Given task:
Turn the lines of the listing below between the line holding "For the scoring pass, find every instance of the green bush" and the line holding "[[92, 104]]", inclusive, into a JSON list of strings with one string per line, leaving out any blank lines. Include only those lines.

Position identification records:
=====

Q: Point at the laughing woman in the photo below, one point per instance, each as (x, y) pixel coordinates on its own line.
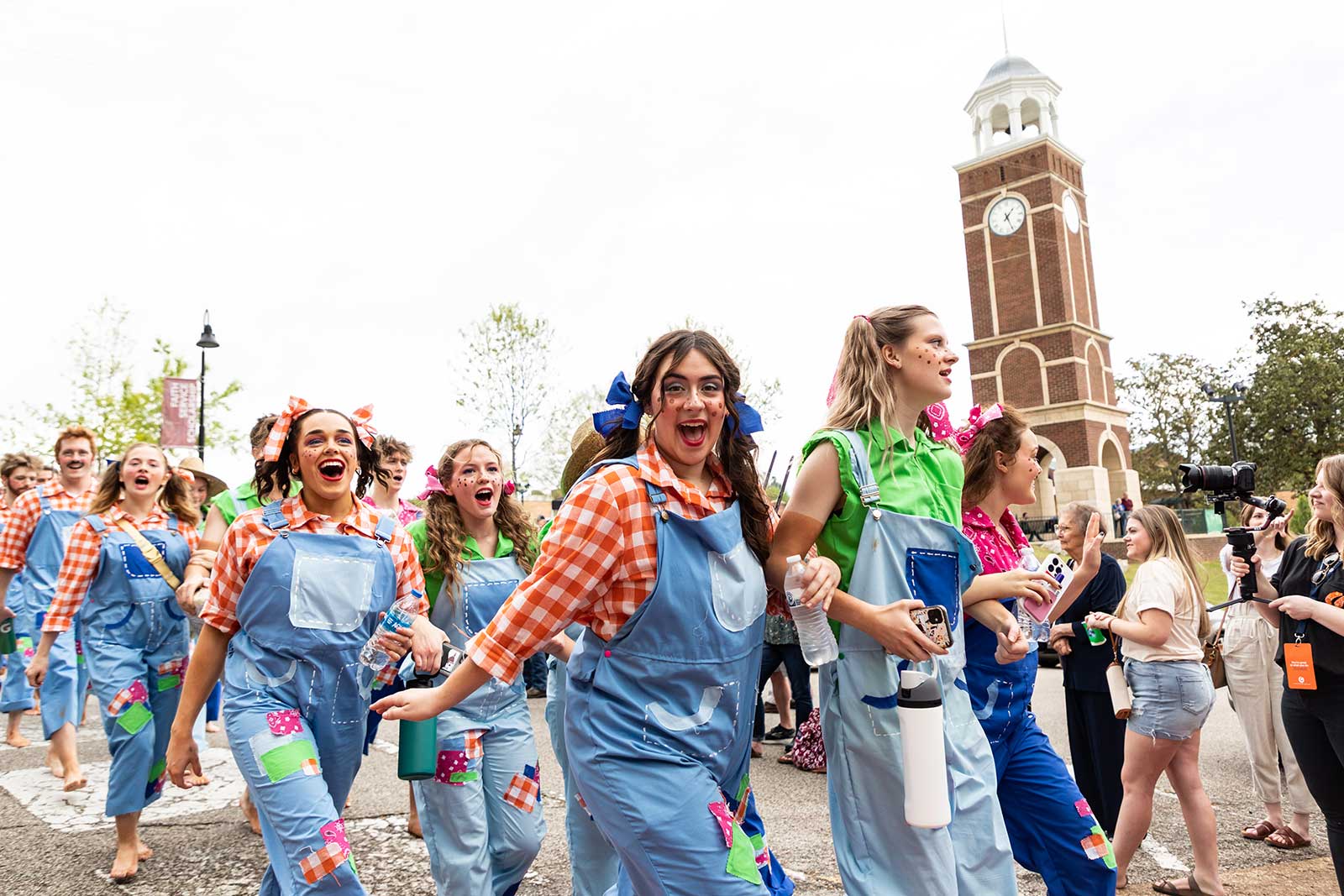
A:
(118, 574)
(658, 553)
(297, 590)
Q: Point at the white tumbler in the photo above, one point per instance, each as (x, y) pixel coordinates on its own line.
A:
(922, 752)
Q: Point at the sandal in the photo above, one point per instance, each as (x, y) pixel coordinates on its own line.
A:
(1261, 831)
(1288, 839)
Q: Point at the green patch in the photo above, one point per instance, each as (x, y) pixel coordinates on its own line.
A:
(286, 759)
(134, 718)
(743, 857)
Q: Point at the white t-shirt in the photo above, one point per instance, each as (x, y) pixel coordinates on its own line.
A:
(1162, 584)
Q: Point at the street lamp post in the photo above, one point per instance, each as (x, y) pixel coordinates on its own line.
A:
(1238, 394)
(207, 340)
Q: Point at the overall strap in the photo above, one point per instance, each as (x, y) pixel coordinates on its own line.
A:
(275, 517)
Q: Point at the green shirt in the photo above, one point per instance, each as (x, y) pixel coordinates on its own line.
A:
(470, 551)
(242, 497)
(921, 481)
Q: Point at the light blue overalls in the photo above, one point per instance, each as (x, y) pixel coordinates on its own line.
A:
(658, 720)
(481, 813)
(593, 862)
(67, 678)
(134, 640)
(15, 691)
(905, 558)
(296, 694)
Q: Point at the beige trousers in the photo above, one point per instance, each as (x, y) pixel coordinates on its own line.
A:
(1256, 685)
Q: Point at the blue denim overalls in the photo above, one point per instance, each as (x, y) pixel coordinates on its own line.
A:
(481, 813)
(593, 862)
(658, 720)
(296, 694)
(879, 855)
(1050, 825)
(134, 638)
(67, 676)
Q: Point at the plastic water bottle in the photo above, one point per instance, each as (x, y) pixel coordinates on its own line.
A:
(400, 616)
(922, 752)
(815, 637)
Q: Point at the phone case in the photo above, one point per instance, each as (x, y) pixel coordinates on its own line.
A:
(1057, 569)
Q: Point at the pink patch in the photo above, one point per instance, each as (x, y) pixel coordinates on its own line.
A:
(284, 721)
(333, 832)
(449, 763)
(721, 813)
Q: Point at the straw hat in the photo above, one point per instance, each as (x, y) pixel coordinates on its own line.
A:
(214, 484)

=====

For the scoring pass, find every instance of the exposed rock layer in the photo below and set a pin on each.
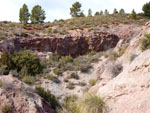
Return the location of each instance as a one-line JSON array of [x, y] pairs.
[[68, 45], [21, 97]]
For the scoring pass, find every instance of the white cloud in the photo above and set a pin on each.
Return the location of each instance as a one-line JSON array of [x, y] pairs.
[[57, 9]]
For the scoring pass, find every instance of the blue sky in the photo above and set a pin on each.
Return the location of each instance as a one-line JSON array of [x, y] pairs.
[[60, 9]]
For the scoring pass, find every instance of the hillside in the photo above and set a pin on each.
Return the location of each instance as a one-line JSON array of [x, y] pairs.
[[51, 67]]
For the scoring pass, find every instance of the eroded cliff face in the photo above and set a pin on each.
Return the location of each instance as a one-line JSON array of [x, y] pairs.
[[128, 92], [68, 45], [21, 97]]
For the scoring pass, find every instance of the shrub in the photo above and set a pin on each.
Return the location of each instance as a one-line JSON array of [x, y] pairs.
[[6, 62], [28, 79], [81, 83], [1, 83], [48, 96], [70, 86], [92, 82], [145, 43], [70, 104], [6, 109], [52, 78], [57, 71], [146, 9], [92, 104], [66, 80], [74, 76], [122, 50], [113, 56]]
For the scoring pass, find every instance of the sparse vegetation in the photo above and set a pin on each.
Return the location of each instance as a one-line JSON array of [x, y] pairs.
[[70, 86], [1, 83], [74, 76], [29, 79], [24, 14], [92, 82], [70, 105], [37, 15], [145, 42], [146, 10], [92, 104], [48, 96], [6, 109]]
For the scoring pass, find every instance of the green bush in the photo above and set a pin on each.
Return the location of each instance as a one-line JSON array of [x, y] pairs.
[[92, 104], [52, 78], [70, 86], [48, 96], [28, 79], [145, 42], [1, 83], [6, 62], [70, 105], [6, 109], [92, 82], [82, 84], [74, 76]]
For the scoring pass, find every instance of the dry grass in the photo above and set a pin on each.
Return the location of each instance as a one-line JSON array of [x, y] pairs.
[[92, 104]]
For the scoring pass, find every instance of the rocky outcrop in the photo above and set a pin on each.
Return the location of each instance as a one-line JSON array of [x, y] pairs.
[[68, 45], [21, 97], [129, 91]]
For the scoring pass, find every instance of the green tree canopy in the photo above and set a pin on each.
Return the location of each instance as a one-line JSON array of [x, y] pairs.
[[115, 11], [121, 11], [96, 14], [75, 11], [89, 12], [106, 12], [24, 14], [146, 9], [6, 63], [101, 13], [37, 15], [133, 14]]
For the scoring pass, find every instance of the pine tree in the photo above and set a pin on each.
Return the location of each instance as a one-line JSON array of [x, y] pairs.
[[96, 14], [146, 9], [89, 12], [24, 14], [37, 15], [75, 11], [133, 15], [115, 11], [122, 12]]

=====

Correct response:
[
  "For the scoring pass, find every instance of the green bush in the photo above and set a pin on each.",
  "Return the location of each instance as a one-line JSON array of [x, y] pairs.",
  "[[92, 104], [52, 78], [70, 86], [48, 96], [28, 79], [145, 42], [1, 83], [6, 62], [70, 105], [6, 109], [92, 82], [82, 84], [74, 76]]",
  "For the scoring pass, find every instance of the dry grass in the photo above and set a pin on each.",
  "Return the location of each instance as a one-line JSON array of [x, y] pairs.",
  "[[92, 104]]"
]